**Records to process**
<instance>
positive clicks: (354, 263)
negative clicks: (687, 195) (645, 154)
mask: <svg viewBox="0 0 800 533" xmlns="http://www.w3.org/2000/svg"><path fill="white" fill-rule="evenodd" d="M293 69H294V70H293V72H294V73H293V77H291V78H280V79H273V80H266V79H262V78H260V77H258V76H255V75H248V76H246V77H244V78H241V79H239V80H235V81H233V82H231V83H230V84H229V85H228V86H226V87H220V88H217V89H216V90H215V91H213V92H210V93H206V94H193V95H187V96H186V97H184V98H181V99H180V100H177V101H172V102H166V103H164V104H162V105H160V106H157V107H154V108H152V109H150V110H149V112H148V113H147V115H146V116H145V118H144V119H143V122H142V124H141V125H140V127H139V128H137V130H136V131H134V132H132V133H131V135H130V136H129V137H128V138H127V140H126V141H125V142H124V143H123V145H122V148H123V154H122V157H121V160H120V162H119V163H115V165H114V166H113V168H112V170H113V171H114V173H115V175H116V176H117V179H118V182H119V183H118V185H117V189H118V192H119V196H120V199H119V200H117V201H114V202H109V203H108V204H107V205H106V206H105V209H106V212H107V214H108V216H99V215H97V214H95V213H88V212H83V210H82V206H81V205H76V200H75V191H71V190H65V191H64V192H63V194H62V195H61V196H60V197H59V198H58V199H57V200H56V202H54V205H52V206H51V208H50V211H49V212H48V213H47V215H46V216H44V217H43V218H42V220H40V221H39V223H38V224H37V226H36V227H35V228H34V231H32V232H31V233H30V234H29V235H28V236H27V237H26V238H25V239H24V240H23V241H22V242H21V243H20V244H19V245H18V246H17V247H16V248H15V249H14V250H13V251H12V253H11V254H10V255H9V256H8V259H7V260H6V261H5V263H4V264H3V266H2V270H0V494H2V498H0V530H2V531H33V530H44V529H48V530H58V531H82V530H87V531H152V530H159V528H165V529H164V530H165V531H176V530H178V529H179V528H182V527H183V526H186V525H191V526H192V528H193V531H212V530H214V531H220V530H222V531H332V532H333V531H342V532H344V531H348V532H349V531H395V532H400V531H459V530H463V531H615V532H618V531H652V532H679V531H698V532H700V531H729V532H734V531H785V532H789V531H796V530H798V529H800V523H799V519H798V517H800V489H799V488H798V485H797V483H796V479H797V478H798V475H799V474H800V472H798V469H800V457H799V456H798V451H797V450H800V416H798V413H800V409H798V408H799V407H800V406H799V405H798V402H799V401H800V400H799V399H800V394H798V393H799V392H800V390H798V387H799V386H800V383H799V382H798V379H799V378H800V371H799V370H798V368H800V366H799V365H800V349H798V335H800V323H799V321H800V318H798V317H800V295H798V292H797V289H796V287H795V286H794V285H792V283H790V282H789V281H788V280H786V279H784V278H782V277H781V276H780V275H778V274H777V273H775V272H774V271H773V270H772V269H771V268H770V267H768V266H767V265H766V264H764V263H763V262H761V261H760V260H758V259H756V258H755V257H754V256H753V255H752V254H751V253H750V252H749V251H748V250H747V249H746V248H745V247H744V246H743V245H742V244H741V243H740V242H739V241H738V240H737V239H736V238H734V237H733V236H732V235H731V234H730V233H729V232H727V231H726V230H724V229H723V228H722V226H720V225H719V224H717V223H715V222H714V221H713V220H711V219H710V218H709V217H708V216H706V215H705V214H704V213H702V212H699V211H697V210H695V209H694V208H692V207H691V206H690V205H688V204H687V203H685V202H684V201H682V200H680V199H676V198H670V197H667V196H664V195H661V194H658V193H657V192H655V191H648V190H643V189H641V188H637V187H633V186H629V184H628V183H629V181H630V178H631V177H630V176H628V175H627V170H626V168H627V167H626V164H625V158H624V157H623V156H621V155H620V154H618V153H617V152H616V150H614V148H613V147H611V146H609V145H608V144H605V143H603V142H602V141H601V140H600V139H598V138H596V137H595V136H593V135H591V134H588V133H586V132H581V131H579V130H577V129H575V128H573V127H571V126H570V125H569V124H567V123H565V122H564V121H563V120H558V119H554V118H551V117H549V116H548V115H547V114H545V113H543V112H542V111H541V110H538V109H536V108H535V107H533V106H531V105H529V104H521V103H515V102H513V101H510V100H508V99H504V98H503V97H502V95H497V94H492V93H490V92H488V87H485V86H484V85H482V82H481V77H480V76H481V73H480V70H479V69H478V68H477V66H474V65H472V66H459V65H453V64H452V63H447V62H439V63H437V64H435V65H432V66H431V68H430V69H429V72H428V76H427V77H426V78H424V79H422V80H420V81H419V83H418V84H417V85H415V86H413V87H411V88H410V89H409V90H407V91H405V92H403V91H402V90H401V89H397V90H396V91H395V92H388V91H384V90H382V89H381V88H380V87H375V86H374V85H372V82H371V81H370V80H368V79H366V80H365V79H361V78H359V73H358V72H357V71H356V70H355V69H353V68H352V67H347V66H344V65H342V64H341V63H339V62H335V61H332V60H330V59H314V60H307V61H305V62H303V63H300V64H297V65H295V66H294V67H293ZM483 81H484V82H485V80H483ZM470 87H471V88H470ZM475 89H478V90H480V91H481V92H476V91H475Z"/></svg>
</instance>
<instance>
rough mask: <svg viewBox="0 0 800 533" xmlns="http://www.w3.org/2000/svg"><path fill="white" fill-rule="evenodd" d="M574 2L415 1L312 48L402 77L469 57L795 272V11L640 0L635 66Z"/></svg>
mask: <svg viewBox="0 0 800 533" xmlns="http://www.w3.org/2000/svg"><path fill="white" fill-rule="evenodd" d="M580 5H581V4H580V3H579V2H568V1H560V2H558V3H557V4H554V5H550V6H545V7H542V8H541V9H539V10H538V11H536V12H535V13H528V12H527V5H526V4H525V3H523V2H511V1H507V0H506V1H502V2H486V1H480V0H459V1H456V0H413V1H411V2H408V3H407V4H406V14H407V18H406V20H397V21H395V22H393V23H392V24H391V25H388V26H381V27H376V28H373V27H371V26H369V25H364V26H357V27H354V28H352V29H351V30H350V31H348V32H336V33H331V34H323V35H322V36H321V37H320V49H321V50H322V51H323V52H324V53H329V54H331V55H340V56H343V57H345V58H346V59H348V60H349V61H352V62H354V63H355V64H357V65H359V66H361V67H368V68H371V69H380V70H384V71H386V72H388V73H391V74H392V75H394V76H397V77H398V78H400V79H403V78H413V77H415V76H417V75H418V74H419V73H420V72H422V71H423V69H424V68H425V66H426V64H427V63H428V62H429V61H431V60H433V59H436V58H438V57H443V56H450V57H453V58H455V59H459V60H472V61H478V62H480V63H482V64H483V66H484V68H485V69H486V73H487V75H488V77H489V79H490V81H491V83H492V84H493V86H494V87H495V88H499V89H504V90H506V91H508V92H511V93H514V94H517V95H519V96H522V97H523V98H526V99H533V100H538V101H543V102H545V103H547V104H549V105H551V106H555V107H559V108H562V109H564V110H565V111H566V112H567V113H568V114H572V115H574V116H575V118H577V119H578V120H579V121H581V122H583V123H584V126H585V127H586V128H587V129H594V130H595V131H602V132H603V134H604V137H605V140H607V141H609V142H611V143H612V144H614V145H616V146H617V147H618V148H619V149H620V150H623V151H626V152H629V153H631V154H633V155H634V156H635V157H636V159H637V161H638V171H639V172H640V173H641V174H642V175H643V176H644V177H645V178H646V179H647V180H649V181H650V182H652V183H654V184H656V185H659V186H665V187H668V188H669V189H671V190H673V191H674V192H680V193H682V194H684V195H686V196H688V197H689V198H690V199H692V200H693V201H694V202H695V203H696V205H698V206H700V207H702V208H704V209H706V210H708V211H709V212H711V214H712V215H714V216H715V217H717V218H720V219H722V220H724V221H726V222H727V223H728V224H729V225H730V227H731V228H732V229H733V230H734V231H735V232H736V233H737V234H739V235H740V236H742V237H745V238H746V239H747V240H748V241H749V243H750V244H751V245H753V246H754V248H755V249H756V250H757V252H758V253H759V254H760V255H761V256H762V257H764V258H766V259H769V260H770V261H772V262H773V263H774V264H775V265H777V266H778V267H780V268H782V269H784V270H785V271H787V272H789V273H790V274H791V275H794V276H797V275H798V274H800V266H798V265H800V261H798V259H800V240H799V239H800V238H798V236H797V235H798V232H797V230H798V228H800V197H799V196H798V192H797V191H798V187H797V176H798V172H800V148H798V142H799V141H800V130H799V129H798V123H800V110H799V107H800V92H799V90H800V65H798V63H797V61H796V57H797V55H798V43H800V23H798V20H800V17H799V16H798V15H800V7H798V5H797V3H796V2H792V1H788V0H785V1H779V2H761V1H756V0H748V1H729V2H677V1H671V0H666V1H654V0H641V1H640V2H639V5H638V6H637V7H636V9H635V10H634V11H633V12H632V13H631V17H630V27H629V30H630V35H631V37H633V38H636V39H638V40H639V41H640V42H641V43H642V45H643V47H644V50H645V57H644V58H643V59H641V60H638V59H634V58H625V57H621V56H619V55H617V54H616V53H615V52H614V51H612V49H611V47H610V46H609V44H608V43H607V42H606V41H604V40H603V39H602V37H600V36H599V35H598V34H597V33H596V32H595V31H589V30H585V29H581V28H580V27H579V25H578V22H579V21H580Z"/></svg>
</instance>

**To-do item**
Please set out everything from the start of the data down to the line that contains "negative clicks: (687, 195) (645, 154)", both ends included, as a Markdown table with the columns Row and Data line, skipping any blank lines.

**Finished task**
| Row | Data line |
|---|---|
| 1 | <instance> |
| 2 | positive clicks: (354, 263) |
| 3 | negative clicks: (687, 195) (645, 154) |